SET EXERCISE
Write out, character for character, the line containing "Target: blue rubber tube" and all lines after it up to the end of the listing.

AVAILABLE DATA
------

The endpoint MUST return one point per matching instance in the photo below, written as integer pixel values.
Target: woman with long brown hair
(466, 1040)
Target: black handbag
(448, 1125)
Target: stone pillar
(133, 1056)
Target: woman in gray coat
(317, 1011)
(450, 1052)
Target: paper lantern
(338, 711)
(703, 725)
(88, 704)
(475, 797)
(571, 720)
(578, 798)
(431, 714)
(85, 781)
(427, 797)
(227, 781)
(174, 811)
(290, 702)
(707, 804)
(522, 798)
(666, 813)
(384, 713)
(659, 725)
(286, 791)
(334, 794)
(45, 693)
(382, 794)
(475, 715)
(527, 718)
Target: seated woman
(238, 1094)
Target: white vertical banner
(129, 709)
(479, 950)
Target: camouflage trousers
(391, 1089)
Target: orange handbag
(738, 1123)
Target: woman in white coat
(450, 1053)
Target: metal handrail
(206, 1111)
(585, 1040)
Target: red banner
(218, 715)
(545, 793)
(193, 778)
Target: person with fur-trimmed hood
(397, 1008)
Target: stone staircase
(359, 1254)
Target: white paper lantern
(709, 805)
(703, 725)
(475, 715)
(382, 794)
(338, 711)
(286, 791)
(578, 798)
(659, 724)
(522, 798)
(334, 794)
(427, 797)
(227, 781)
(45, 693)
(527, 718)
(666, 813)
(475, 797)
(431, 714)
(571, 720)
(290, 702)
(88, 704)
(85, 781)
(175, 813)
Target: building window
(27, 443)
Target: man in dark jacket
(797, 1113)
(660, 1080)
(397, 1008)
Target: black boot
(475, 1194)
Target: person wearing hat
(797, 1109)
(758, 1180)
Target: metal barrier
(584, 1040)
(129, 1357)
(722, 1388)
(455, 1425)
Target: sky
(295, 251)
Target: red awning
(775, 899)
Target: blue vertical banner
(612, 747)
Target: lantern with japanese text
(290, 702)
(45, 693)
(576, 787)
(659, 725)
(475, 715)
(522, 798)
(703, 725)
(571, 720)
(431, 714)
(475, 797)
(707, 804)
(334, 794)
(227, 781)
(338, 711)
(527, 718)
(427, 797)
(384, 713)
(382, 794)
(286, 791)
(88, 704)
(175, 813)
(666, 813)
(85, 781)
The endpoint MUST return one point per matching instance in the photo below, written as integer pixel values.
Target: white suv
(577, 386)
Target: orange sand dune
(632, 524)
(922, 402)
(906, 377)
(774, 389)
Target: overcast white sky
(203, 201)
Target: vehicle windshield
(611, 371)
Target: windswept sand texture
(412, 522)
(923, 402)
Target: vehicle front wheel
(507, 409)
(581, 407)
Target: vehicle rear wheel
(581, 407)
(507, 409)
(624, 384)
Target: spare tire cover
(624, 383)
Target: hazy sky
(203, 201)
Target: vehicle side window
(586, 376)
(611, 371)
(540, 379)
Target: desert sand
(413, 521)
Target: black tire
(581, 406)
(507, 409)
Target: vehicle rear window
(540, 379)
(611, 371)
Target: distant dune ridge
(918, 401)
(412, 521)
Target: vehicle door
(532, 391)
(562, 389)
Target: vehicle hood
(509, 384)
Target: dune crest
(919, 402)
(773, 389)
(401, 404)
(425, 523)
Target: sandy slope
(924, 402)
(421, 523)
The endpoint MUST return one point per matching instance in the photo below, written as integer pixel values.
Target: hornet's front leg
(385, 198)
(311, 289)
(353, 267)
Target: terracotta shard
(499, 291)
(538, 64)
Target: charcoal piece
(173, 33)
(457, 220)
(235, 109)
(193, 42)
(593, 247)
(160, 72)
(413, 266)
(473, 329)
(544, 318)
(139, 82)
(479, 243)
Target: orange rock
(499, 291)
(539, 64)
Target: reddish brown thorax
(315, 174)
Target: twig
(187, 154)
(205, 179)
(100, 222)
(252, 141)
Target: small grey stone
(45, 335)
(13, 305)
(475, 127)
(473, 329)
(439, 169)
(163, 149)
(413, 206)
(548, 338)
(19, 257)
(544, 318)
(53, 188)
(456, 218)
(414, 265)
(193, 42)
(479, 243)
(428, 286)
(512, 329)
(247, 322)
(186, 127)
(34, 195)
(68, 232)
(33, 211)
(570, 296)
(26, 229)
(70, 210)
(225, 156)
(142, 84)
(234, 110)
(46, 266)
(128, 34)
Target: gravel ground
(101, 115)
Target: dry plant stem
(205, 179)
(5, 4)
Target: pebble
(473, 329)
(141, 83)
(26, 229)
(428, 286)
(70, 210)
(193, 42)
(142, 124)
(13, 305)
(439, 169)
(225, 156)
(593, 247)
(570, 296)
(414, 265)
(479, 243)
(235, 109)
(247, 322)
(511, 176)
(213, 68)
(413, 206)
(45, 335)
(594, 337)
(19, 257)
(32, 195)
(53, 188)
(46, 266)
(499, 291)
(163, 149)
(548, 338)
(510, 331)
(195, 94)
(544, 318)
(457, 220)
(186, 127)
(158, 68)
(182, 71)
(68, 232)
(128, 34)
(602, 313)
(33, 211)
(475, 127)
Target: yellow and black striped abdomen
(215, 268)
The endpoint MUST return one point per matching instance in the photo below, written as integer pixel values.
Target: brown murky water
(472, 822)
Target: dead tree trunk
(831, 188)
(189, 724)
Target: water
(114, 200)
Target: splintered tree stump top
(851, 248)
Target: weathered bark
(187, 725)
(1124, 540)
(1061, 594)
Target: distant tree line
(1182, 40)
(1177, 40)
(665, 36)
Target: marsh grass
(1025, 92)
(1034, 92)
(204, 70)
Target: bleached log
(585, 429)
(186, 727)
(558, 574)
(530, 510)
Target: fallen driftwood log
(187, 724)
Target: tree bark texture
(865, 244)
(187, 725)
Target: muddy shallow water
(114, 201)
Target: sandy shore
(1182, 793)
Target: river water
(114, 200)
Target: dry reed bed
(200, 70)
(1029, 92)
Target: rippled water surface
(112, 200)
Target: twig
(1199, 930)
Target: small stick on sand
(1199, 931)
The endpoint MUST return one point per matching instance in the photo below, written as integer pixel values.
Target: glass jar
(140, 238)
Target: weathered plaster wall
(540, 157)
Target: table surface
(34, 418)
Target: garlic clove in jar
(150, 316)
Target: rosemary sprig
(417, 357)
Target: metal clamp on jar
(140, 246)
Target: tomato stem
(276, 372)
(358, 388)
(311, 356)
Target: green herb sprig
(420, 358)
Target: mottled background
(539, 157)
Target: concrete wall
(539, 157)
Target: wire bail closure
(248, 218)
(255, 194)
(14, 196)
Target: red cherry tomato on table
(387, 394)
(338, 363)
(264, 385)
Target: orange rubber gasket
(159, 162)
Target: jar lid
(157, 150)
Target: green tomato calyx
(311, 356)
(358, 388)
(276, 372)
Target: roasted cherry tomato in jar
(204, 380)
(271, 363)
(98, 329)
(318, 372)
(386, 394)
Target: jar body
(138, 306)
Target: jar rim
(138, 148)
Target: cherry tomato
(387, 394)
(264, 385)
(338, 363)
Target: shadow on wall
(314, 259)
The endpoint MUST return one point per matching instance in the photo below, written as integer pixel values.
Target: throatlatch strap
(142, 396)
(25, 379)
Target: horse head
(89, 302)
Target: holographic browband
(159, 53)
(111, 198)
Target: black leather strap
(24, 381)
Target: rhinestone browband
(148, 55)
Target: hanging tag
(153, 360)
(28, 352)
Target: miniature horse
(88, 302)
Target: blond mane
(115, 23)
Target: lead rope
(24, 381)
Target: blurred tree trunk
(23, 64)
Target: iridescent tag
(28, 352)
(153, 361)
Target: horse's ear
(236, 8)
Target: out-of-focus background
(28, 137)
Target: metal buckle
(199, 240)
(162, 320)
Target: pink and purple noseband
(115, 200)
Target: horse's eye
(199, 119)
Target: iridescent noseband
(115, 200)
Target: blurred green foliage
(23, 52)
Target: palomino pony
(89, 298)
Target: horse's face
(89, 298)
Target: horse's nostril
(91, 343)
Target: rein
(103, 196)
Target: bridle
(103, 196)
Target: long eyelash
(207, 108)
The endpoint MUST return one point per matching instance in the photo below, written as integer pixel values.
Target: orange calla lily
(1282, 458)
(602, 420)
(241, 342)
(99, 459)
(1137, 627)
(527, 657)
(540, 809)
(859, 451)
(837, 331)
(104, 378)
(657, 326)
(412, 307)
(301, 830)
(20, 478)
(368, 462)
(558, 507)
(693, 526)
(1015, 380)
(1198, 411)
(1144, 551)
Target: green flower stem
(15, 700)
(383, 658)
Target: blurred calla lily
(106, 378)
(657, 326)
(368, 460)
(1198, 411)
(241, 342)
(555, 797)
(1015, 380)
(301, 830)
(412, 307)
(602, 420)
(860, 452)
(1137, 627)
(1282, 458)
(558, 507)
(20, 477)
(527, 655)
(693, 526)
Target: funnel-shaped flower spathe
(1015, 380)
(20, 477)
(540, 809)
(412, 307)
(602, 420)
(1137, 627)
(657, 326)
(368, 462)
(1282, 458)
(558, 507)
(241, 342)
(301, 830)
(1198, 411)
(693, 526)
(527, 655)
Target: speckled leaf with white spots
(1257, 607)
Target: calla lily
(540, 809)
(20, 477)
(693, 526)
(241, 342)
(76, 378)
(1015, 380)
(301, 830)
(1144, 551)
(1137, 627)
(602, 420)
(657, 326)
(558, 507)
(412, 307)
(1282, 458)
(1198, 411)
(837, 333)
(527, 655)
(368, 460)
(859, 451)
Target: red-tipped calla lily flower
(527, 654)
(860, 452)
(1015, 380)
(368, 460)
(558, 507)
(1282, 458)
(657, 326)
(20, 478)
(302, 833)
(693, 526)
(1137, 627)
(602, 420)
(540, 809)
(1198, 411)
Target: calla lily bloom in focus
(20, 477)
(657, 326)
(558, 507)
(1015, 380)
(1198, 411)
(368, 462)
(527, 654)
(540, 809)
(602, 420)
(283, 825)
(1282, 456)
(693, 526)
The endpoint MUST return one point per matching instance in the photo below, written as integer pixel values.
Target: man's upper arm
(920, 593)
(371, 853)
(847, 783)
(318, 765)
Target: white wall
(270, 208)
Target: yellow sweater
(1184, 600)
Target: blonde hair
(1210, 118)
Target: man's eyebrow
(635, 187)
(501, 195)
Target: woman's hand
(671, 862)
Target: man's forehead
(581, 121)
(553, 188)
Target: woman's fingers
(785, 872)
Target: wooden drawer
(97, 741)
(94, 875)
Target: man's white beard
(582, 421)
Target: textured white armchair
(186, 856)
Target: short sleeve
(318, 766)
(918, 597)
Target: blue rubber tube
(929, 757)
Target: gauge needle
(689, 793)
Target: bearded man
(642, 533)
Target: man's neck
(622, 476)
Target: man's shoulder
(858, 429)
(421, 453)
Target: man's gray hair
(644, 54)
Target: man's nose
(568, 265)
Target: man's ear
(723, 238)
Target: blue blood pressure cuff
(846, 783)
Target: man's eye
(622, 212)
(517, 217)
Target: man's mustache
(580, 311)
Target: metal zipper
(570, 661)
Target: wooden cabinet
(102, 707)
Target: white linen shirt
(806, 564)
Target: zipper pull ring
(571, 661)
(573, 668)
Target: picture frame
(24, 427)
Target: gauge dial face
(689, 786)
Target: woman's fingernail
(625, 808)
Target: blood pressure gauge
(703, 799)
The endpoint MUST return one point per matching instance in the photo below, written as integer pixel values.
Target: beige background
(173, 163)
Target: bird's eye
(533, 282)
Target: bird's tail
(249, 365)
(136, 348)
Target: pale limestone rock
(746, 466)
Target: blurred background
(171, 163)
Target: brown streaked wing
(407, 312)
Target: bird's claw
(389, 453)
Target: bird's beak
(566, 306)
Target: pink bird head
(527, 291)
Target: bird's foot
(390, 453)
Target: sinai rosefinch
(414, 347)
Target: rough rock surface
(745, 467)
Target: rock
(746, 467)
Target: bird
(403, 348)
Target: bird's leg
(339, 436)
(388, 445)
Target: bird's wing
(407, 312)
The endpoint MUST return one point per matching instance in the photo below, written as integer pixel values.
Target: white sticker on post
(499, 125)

------

ANSWER FOR THE TASK
Target: blue rubber tube
(929, 757)
Target: gauge needle
(689, 793)
Target: bearded man
(642, 533)
Target: man's neck
(622, 476)
Target: man's shoulder
(858, 429)
(421, 453)
Target: man's gray hair
(644, 54)
Target: man's nose
(568, 265)
Target: man's ear
(723, 238)
Target: blue blood pressure cuff
(846, 783)
Target: man's eye
(622, 212)
(517, 217)
Target: man's mustache
(580, 311)
Target: metal zipper
(570, 661)
Target: wooden cabinet
(102, 707)
Target: white linen shirt
(806, 564)
Target: zipper pull ring
(571, 661)
(573, 668)
Target: picture frame
(24, 427)
Target: gauge dial face
(689, 786)
Target: woman's fingernail
(625, 808)
Target: blood pressure gauge
(703, 799)
The endpoint MUST return one point per matching instance in the photo below, written as integer pixel values.
Target: beige background
(173, 163)
Target: bird's eye
(533, 282)
Target: bird's tail
(249, 365)
(136, 348)
Target: pale limestone rock
(746, 466)
Target: blurred background
(171, 163)
Target: brown streaked wing
(407, 312)
Target: bird's claw
(389, 453)
Target: bird's beak
(566, 306)
Target: pink bird head
(527, 291)
Target: bird's foot
(390, 453)
Target: sinai rosefinch
(414, 347)
Target: rough rock surface
(745, 467)
Target: rock
(746, 467)
Target: bird
(403, 348)
Target: bird's leg
(339, 436)
(388, 445)
Target: bird's wing
(407, 312)
The endpoint MUST return one point per matching instance in the photo below, written as integer pixel values.
Target: white sticker on post
(499, 125)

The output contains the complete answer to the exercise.